%%

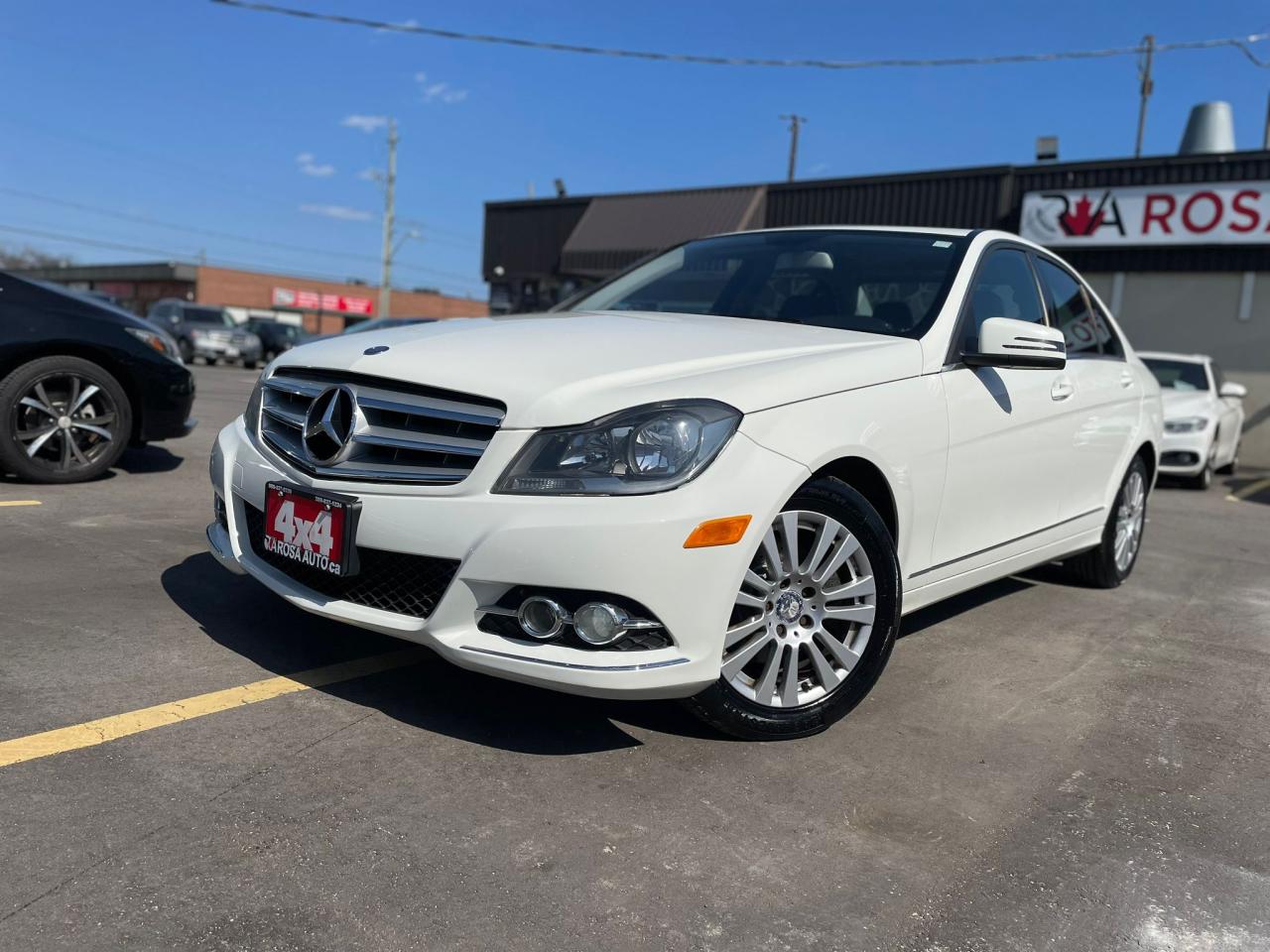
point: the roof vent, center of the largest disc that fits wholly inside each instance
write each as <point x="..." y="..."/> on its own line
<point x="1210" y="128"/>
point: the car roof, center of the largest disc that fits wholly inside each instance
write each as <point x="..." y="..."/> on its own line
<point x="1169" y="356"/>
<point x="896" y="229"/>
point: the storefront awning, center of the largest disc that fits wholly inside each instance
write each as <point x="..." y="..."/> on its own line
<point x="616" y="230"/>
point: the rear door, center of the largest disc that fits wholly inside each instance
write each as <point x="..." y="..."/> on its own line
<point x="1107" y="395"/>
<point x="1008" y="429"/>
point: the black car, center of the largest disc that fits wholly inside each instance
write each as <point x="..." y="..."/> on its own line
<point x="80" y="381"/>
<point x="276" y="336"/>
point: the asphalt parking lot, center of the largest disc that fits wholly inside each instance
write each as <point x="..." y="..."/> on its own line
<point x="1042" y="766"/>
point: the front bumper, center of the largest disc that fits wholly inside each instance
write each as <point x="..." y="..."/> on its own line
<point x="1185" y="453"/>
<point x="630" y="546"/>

%%
%%

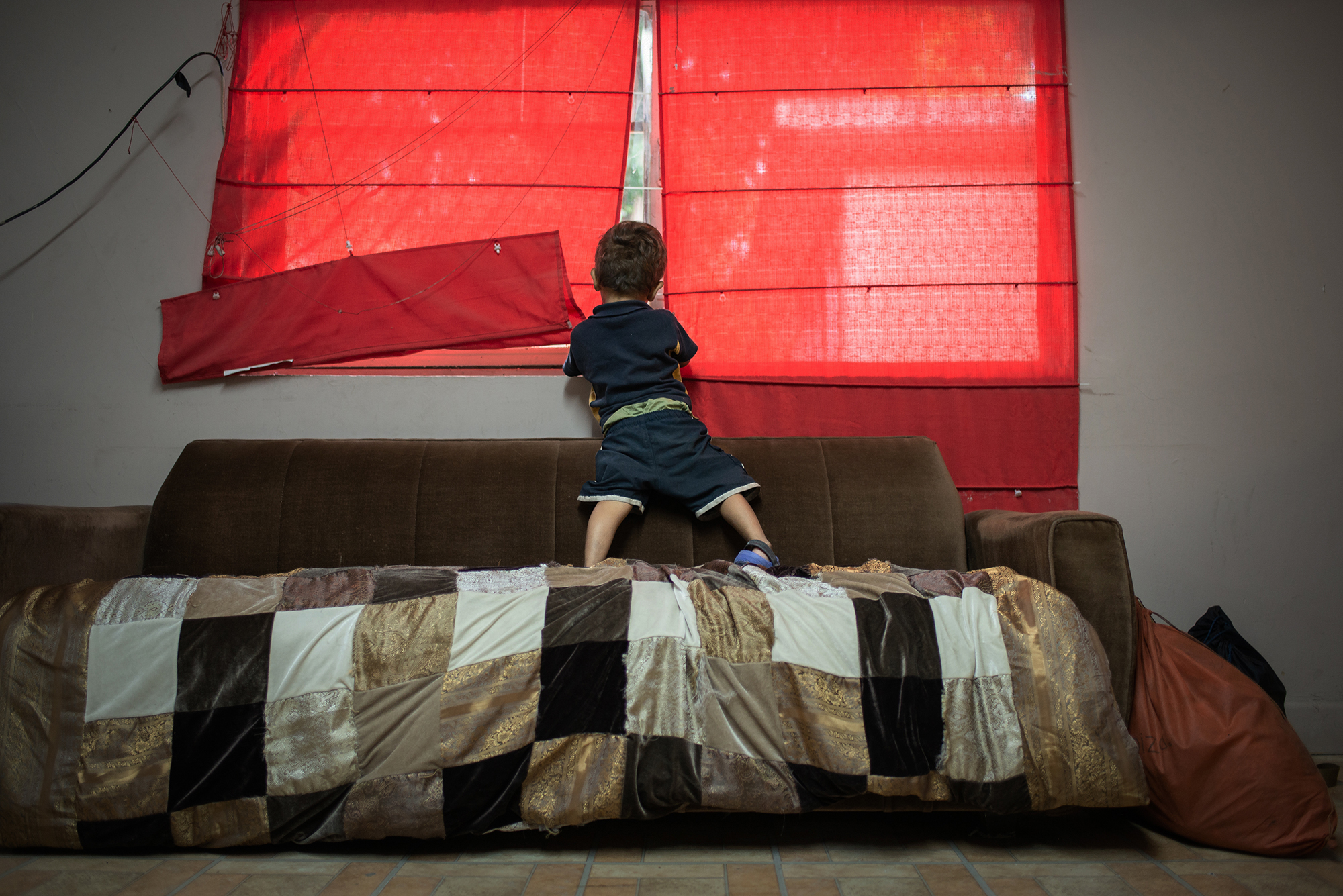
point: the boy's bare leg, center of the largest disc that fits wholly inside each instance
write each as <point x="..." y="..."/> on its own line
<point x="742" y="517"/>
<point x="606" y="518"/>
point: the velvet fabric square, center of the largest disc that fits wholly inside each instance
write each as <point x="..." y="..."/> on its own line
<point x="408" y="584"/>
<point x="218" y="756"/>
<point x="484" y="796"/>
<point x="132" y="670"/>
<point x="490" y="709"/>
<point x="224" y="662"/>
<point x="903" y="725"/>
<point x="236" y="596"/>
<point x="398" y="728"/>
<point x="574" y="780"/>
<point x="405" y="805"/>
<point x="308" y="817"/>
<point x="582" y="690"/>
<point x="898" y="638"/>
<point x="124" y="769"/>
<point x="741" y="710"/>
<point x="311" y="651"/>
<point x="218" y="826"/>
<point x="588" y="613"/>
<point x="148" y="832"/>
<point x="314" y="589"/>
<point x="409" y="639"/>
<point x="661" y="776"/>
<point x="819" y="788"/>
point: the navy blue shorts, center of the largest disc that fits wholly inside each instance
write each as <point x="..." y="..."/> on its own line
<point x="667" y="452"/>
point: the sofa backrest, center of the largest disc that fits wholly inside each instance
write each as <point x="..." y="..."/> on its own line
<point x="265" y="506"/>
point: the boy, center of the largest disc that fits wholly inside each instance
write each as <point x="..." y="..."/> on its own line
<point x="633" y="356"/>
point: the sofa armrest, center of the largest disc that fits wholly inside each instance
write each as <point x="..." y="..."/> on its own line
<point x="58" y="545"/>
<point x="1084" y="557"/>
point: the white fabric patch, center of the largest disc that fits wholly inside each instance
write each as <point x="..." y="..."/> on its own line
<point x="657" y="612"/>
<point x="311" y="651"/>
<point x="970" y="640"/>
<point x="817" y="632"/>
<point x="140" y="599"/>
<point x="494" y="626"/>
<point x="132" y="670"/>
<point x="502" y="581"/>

%%
%%

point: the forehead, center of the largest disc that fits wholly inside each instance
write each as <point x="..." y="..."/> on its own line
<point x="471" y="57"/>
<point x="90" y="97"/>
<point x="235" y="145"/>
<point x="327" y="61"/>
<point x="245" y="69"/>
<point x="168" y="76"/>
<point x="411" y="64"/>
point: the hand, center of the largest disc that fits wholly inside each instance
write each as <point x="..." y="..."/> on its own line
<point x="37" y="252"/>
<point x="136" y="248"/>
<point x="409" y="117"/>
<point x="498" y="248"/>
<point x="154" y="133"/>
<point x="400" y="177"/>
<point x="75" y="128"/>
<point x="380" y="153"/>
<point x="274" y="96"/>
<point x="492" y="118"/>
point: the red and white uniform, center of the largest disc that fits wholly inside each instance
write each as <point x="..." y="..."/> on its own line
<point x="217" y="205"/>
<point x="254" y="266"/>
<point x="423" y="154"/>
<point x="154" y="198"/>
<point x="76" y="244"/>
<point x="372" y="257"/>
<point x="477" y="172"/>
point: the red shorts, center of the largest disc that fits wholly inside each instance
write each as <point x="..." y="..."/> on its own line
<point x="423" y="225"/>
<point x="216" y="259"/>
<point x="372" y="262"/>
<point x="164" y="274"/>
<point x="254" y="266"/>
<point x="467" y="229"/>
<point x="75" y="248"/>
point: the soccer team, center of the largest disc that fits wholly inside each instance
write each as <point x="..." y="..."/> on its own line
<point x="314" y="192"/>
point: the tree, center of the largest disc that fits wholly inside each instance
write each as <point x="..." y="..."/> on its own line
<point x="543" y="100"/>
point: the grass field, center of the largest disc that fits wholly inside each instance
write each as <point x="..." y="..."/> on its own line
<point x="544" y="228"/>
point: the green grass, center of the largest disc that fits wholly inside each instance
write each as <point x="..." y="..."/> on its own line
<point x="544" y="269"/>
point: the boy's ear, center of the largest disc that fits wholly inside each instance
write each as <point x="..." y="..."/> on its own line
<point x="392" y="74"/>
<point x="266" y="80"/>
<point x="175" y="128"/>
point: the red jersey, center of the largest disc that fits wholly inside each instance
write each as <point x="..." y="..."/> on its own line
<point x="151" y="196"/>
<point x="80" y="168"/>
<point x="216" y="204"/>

%%

When you reach the line containing "point: the car" in the data above, start copying exactly, and stop after the line containing "point: the black".

_Output for this task_
point: the car roof, center of the largest disc that fits wholly inside each instance
write each as <point x="..." y="..."/> on its own line
<point x="1169" y="356"/>
<point x="896" y="229"/>
point: the storefront awning, center of the largest disc that fits wholly inside each instance
write each as <point x="..." y="..."/> on its own line
<point x="616" y="230"/>
point: the rear door, center of the largest disc that fits wholly inside each instance
write each as <point x="..." y="..."/> on its own line
<point x="1107" y="395"/>
<point x="1008" y="429"/>
point: the black car, center of the largest disc that fits wholly inside each instance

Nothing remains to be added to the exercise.